_WHAT THE TASK ASKS_
Format the records as a JSON list of strings with one string per line, leaving out blank lines and any pictures. Include only the lines from the one containing "(22,33) (no space after the comma)." through the end of the records, with both ends included.

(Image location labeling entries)

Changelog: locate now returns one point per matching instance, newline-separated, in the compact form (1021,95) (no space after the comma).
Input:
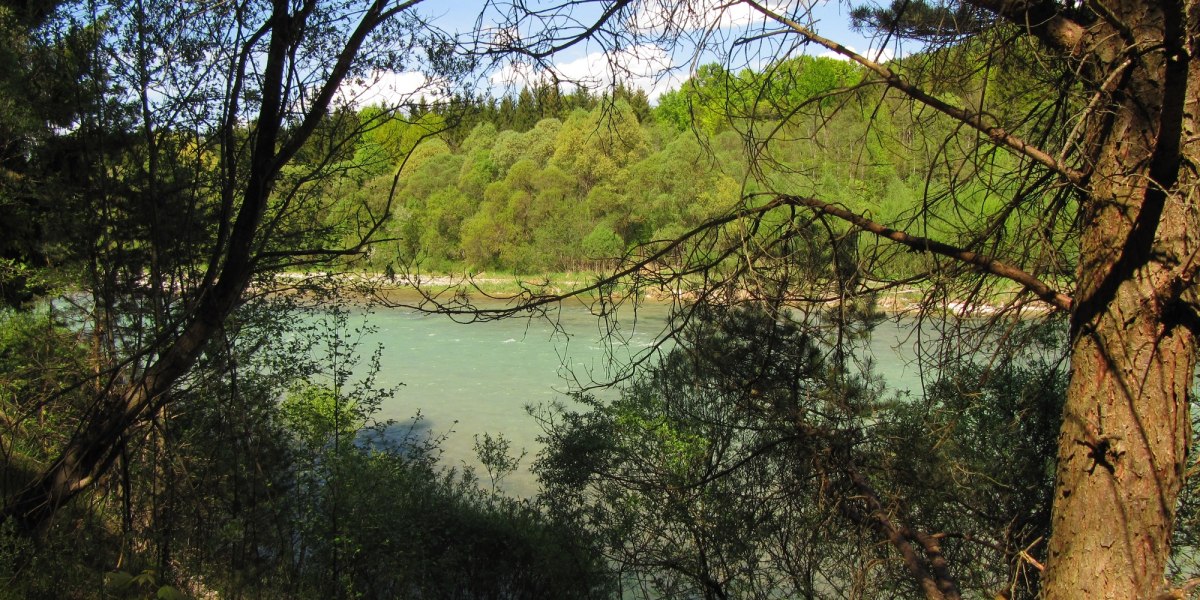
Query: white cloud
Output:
(647,67)
(700,16)
(389,89)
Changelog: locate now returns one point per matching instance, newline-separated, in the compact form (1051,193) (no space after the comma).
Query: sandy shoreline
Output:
(898,301)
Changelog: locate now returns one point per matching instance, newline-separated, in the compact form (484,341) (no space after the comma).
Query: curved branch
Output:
(1043,19)
(983,262)
(975,120)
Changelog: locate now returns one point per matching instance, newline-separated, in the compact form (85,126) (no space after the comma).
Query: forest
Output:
(197,204)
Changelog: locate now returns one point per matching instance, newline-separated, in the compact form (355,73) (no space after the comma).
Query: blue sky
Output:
(653,66)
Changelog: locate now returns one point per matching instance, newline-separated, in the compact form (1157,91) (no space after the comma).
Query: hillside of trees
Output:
(185,411)
(545,181)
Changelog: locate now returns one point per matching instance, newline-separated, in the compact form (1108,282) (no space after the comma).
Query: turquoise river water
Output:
(466,379)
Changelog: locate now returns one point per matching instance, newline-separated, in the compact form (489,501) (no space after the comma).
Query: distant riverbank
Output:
(907,300)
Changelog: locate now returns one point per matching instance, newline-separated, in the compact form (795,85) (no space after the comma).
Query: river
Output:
(466,379)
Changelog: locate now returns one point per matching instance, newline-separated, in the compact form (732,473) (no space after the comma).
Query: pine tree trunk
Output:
(1126,429)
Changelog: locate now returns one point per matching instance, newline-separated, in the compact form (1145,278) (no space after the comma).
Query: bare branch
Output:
(975,120)
(1042,18)
(983,262)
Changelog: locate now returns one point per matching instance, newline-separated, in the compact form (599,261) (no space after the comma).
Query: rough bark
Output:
(1126,424)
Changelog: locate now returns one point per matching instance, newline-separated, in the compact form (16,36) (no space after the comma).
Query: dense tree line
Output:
(163,163)
(547,183)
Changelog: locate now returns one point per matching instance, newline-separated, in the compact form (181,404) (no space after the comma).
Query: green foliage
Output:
(735,467)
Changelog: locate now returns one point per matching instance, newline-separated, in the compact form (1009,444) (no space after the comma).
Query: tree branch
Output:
(983,262)
(975,120)
(1043,19)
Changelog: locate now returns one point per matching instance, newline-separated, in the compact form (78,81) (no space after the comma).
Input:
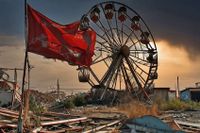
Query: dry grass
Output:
(135,109)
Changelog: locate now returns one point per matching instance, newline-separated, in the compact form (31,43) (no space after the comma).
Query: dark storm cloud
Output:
(177,21)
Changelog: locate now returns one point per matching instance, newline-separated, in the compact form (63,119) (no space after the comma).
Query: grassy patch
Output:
(135,109)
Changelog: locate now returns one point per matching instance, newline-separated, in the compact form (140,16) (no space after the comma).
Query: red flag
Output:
(63,42)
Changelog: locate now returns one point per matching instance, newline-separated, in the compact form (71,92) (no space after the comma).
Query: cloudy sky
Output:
(175,25)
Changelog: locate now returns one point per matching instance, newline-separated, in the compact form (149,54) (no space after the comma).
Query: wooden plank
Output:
(103,126)
(63,121)
(8,115)
(56,114)
(188,124)
(8,125)
(3,110)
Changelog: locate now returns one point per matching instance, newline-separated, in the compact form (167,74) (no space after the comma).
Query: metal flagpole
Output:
(20,120)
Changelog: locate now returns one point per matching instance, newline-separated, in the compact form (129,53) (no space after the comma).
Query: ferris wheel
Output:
(125,56)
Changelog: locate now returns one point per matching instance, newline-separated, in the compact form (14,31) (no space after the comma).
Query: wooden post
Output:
(20,120)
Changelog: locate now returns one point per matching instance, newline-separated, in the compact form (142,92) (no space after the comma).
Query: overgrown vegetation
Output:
(77,100)
(177,104)
(135,109)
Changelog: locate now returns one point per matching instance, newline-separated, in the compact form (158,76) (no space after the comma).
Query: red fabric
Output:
(63,42)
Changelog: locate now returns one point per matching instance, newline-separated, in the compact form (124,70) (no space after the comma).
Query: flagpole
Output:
(20,120)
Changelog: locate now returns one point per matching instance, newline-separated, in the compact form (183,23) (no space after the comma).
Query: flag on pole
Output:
(62,42)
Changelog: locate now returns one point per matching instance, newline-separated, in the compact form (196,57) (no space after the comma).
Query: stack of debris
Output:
(60,122)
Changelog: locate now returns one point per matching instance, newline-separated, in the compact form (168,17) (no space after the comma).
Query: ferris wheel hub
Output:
(125,51)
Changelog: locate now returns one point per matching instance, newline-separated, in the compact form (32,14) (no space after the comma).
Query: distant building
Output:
(5,94)
(192,93)
(161,94)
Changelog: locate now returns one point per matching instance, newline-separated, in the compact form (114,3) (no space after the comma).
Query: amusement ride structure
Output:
(125,57)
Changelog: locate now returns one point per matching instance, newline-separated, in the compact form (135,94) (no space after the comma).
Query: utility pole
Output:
(177,88)
(58,89)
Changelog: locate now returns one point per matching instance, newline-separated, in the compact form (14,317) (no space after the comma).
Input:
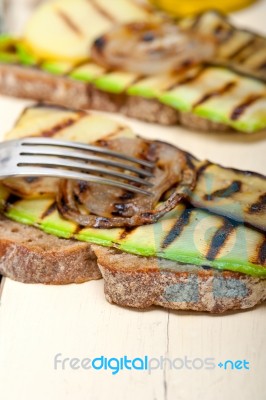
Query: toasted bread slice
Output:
(32,256)
(140,282)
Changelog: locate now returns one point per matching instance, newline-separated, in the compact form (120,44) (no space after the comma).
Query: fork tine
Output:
(82,146)
(53,151)
(57,173)
(57,162)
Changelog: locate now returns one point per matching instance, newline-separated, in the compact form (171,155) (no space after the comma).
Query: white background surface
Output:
(37,322)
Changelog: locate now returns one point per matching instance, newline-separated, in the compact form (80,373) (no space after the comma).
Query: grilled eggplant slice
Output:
(185,234)
(149,48)
(243,50)
(85,204)
(240,195)
(215,93)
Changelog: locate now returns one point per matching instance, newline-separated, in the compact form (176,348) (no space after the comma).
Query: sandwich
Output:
(198,242)
(201,71)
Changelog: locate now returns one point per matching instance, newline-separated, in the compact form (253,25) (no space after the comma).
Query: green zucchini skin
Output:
(186,235)
(216,93)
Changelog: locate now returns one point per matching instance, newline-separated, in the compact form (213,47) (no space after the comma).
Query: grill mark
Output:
(49,210)
(262,66)
(203,167)
(186,80)
(177,228)
(226,88)
(234,187)
(102,11)
(219,239)
(196,22)
(126,232)
(70,23)
(259,206)
(31,179)
(241,108)
(11,200)
(262,253)
(64,124)
(244,46)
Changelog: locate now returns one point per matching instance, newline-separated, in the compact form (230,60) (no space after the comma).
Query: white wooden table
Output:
(37,322)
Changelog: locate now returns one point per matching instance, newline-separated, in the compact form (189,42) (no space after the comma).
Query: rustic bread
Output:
(32,256)
(137,281)
(33,83)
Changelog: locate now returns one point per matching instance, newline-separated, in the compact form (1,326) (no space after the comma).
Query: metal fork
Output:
(72,160)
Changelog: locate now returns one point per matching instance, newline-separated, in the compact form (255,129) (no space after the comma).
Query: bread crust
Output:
(33,83)
(31,256)
(140,282)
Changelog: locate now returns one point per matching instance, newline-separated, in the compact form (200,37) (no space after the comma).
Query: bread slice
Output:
(32,256)
(140,282)
(33,83)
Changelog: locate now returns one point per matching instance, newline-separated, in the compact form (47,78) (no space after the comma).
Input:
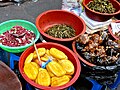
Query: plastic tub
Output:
(48,45)
(52,17)
(7,25)
(97,16)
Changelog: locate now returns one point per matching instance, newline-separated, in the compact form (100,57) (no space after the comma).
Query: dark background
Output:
(28,10)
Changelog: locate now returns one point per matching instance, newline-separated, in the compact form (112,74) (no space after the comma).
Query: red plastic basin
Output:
(53,17)
(48,45)
(97,16)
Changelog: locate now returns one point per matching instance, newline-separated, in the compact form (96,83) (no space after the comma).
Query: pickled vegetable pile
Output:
(99,48)
(102,6)
(57,72)
(17,36)
(61,31)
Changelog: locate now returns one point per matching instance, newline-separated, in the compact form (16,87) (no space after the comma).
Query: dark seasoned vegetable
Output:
(98,49)
(102,6)
(61,31)
(17,36)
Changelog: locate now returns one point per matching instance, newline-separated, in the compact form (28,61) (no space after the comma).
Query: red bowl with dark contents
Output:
(111,32)
(54,17)
(97,16)
(70,54)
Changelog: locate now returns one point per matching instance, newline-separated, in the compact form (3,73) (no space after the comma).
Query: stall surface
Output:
(29,10)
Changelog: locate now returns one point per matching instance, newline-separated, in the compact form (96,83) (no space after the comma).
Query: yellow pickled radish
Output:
(43,77)
(29,58)
(41,52)
(58,54)
(68,66)
(31,71)
(58,81)
(55,68)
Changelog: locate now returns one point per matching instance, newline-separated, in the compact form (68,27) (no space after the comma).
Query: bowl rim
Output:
(20,47)
(83,60)
(110,29)
(58,39)
(102,13)
(78,70)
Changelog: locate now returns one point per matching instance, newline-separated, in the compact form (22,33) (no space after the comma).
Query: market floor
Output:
(29,10)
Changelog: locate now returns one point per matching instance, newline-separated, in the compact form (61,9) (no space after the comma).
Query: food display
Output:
(102,6)
(61,31)
(57,72)
(98,48)
(17,36)
(117,34)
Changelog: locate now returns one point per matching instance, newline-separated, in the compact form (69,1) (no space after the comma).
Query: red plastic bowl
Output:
(97,16)
(110,30)
(48,45)
(83,60)
(53,17)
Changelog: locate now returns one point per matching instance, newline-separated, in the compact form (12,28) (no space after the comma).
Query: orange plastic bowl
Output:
(53,17)
(111,32)
(97,16)
(48,45)
(82,59)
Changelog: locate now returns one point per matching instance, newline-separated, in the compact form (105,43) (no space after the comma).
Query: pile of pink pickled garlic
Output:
(17,36)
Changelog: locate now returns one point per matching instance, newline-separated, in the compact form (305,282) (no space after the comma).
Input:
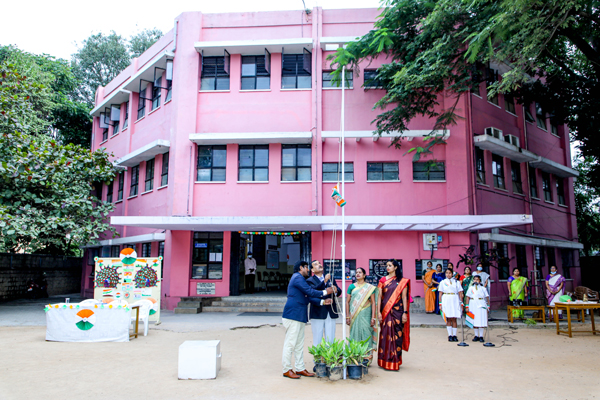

_WRITTEN ANSWER_
[
  "Changelog: locate now returns one point per matching instance, newline-separated, in the compact form (22,33) (no space after the comma).",
  "Query: market floor",
  "Output:",
  "(29,10)",
  "Changelog: locate now returns one point per matching instance, newline-separated, in the compact form (61,9) (no space after the comma).",
  "Query: food display",
  "Output:",
  "(102,6)",
  "(61,31)",
  "(57,72)",
  "(98,48)",
  "(17,36)",
  "(117,34)",
  "Changelog: locate now returns one point per matching instance, newline-separated, in the compact form (69,1) (no space after the comma).",
  "Query: red plastic bowl",
  "Output:",
  "(97,16)",
  "(110,30)",
  "(48,45)",
  "(83,60)",
  "(53,17)",
  "Changelog: locate now returns one point per matching instance, newline-separated, in the compact form (12,28) (no space after the comma).",
  "Query: orange plastic bowl",
  "Output:",
  "(53,17)",
  "(111,32)",
  "(97,16)",
  "(48,45)",
  "(82,59)",
  "Changelog: locate now returns one point per matching instance, newline-separated, in the compact form (105,43) (no space after the comma).",
  "Query: pile of pink pickled garlic",
  "Output:",
  "(17,36)",
  "Changelog: locate now returns one point per matching instance, newline-separated, in the compact form (305,282) (no space after the comma).",
  "Input:"
]